WHAT THE TASK ASKS —
Please list each line in the listing below that contains the word "wall". Case counts.

SOURCE DATA —
==========
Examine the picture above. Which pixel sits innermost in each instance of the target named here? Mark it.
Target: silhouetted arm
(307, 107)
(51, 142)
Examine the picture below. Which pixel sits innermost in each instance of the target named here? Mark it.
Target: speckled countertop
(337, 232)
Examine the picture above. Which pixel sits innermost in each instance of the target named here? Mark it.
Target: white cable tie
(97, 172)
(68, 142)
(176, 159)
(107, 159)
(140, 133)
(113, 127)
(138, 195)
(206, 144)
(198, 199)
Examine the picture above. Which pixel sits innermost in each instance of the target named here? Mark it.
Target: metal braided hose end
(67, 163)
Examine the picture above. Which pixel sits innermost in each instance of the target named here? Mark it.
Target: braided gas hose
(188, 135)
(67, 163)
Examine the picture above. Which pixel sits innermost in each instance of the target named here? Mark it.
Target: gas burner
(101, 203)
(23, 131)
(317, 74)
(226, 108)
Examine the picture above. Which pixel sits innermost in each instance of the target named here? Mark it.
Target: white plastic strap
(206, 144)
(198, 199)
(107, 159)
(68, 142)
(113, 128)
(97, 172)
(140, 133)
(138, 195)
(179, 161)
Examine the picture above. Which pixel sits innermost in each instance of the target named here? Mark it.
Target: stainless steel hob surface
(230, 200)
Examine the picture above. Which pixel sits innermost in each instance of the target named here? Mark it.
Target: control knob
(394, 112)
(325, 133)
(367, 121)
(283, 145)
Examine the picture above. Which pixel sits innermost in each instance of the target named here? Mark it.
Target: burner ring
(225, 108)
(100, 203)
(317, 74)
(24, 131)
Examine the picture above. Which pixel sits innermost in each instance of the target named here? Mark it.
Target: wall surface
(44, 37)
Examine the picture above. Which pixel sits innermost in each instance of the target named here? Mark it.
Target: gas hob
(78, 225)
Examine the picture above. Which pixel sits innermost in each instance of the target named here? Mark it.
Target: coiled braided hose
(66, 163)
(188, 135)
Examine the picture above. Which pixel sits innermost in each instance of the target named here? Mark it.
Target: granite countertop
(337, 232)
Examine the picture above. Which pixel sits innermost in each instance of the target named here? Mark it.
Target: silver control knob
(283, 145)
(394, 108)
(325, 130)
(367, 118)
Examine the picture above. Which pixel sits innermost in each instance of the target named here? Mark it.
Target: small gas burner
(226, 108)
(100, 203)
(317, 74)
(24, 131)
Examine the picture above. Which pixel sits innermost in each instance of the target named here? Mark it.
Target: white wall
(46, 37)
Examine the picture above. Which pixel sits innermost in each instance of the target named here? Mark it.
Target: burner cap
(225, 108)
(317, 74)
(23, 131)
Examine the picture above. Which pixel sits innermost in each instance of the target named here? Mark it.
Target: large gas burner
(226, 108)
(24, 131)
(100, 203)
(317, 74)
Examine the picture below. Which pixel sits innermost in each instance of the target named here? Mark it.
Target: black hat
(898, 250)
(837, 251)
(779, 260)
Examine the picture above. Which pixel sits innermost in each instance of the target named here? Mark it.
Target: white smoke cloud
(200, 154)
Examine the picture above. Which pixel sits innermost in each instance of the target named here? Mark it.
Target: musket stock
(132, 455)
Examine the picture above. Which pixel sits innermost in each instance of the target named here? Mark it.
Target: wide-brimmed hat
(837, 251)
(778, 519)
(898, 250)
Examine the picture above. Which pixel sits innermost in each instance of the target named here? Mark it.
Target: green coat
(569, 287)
==========
ANSWER TO THE TASK —
Target: wall surface
Target: white wall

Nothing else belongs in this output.